Written instruction:
Reproduce the records from the line with "(format x=804, y=1129)" up to and including the line with "x=386, y=465", keeping the requests unchanged and shifting every coordinate in the answers by adding 79 to it.

━━ Given records

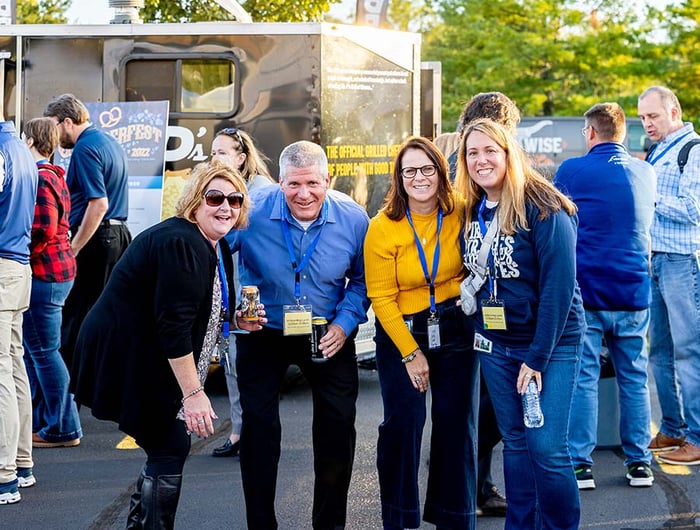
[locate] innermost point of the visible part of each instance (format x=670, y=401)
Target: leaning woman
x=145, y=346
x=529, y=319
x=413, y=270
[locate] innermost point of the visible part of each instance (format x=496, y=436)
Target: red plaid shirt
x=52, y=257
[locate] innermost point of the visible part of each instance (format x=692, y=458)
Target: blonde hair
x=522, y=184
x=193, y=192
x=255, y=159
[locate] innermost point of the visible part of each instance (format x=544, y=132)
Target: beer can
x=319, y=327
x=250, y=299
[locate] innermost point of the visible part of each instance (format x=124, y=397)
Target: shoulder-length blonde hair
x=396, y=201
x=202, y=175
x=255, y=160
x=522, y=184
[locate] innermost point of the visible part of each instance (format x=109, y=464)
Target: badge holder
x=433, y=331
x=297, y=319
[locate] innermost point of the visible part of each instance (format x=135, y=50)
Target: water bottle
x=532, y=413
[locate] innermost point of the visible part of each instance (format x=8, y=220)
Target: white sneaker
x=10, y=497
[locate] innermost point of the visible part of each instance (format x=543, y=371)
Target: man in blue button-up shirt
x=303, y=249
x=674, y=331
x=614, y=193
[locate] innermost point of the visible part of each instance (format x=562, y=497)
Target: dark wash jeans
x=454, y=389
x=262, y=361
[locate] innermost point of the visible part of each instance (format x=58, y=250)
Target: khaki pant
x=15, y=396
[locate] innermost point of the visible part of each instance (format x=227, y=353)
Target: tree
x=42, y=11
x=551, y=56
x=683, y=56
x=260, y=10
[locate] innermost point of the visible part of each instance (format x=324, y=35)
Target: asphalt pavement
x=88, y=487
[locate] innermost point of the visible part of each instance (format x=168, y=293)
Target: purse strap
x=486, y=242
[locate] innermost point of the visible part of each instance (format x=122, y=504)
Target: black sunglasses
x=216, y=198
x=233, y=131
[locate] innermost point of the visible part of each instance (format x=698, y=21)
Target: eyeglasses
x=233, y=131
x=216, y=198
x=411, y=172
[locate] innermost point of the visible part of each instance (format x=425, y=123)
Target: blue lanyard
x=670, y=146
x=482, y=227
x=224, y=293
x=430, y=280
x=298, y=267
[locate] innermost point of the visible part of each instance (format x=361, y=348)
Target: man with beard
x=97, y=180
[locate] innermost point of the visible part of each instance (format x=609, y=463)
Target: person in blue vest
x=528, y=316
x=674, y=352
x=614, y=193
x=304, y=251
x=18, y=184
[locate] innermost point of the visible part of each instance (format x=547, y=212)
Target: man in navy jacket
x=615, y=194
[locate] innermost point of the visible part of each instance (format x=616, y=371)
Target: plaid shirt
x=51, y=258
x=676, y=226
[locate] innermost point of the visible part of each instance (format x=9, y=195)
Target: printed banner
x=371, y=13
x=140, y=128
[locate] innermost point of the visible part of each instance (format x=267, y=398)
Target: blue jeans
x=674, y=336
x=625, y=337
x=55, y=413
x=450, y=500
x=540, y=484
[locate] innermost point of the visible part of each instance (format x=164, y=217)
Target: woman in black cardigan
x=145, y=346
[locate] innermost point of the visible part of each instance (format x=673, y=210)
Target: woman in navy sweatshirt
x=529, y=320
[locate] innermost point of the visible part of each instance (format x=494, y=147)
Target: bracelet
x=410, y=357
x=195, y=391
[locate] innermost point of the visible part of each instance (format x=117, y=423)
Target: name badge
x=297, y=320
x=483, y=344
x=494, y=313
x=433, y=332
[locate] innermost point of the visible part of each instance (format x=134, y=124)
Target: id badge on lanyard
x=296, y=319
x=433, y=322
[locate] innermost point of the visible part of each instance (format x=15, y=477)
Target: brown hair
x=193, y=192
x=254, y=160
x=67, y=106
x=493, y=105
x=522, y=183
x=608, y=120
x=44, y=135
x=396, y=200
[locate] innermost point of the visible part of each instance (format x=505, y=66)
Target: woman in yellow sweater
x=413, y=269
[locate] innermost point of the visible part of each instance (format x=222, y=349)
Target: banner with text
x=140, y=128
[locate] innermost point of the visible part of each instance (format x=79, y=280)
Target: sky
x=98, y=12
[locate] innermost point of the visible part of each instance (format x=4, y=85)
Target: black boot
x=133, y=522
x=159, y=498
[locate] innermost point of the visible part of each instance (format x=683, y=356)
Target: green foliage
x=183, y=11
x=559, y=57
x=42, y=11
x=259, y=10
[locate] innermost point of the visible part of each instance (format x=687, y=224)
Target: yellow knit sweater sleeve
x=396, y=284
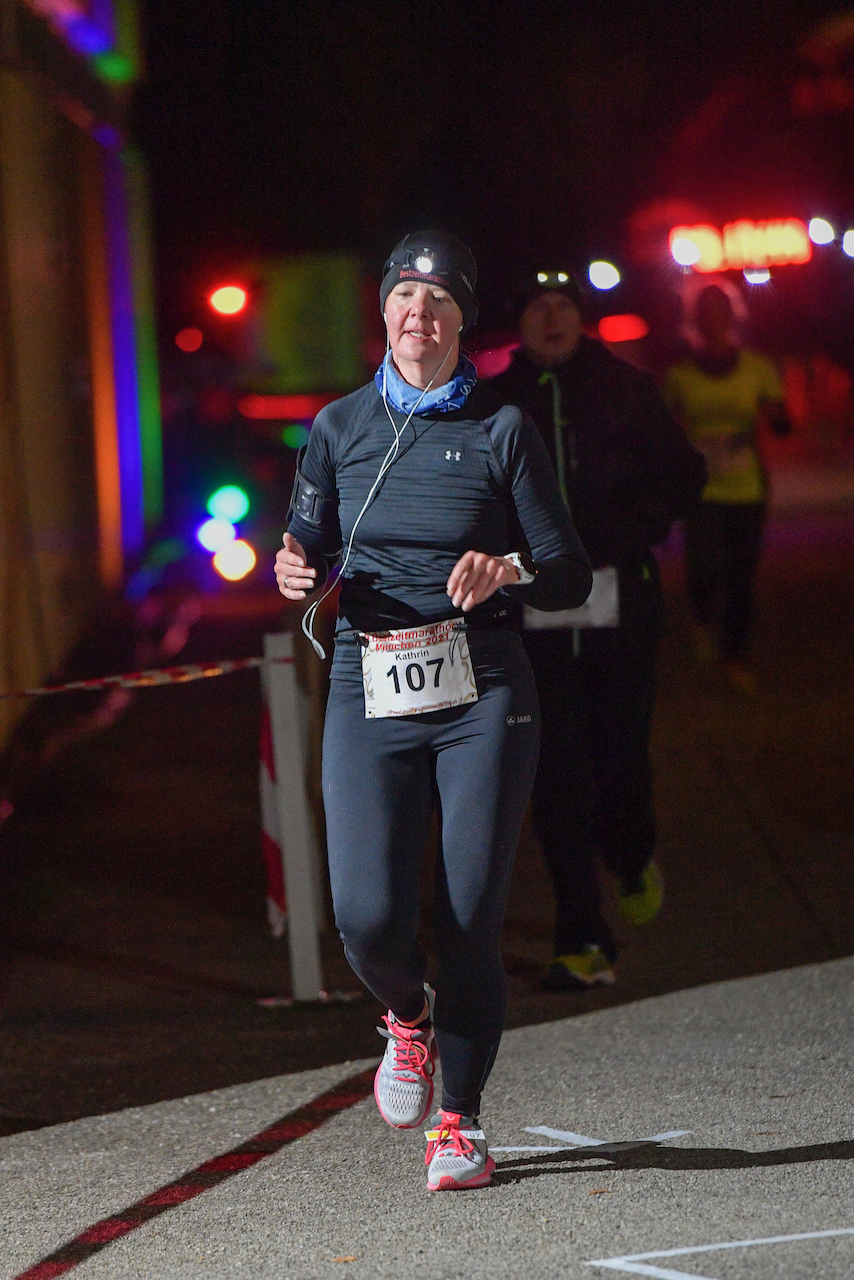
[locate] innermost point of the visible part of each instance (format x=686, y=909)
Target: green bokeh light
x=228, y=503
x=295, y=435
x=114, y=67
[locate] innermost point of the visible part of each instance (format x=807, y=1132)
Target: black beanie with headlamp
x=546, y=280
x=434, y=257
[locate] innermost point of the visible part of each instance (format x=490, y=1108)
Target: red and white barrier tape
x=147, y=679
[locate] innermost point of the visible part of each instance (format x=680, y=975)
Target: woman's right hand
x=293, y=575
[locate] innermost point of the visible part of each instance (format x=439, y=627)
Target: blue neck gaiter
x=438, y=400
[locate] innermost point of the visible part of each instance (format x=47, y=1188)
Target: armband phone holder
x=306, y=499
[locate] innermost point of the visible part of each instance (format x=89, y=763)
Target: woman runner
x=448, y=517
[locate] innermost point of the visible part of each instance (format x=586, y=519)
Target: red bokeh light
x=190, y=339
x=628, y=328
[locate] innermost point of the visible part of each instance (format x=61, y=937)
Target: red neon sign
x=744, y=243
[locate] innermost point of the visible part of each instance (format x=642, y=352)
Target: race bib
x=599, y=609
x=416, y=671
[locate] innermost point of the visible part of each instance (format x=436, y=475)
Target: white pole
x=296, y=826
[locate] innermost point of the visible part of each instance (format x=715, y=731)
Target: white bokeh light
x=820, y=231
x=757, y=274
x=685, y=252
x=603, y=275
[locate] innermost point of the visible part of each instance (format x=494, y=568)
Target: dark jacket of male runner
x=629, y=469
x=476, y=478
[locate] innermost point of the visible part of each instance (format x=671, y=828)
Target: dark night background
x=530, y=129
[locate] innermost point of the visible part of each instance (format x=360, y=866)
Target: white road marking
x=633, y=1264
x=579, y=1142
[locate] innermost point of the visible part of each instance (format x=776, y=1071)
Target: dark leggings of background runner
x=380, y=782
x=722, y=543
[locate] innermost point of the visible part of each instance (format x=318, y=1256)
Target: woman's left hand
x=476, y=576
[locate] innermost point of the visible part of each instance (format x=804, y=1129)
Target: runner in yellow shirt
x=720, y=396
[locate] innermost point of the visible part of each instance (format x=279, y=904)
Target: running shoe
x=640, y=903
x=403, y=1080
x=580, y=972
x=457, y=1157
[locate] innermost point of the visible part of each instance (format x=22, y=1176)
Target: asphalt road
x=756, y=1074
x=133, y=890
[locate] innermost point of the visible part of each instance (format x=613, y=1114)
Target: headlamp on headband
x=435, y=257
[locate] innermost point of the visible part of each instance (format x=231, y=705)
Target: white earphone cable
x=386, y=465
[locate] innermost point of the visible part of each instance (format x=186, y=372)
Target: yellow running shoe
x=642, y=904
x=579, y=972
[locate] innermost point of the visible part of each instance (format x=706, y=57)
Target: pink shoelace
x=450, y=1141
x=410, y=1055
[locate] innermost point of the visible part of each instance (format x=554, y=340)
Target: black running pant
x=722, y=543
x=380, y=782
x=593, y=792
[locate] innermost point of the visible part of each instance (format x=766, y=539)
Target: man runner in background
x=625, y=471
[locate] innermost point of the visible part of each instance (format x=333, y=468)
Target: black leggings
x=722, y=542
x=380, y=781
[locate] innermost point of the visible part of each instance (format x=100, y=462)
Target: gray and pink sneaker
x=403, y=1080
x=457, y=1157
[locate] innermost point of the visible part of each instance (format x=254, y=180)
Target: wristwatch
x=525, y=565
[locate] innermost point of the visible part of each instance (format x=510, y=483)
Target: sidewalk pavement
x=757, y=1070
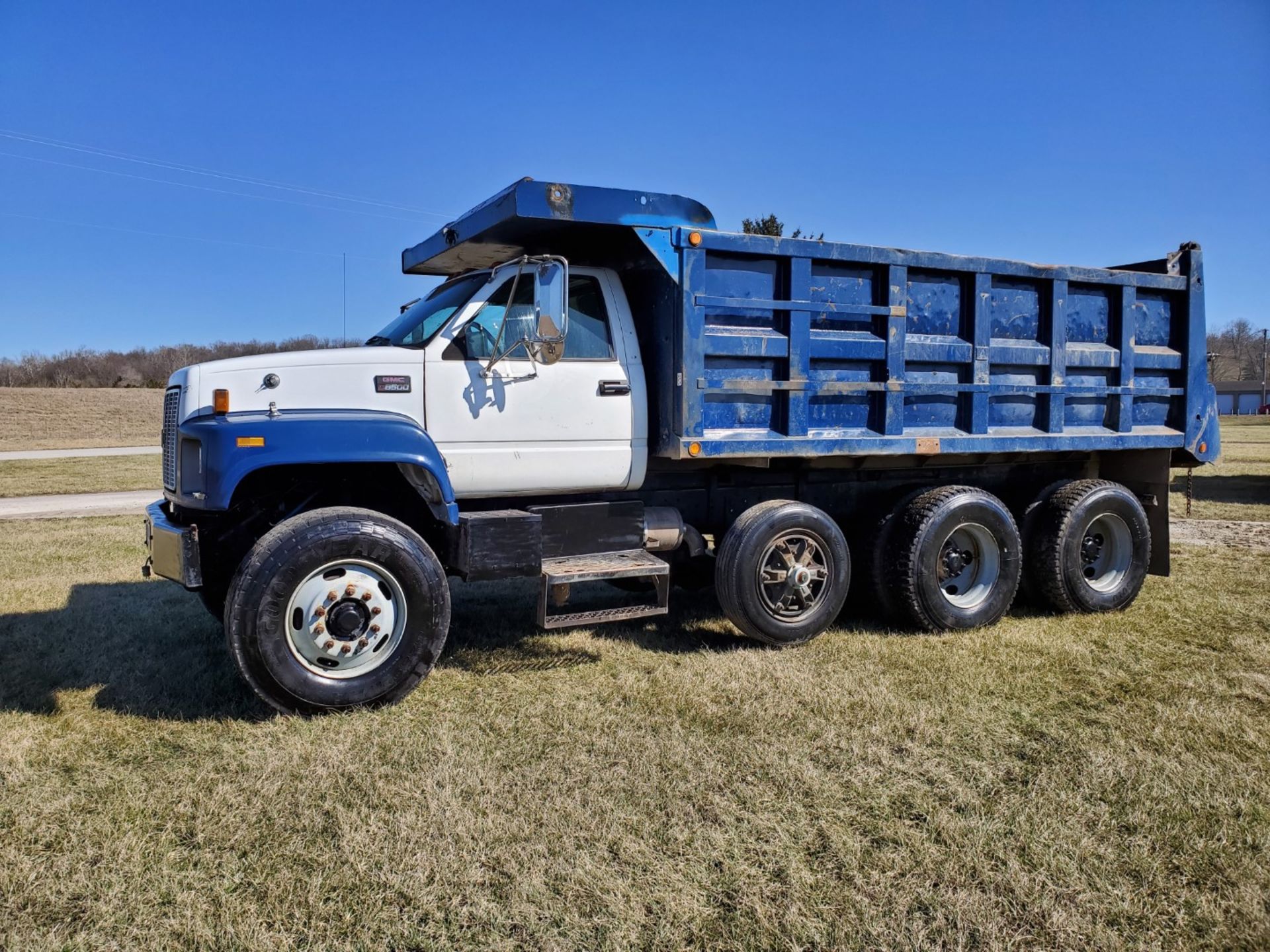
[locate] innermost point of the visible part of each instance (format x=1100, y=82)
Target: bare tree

━━━━

Expected answer:
[locate] innermost point of the visible part of each instance (format x=804, y=1129)
Target: runner in yellow shirt
x=799, y=475
[locate] innermost point of the visible part of each instance (format x=279, y=904)
Target: running shoe
x=719, y=982
x=482, y=1159
x=659, y=1051
x=536, y=1236
[locate] innermost point of the visible part of each instance (format x=22, y=1176)
Target: asphalt road
x=835, y=1153
x=212, y=969
[locate] innermost point of the visible part of each instance (format x=613, y=1114)
Target: headlamp on headband
x=514, y=336
[locate] innermost point of the visible part of each instance (format x=231, y=705)
Target: white earphone cable
x=465, y=544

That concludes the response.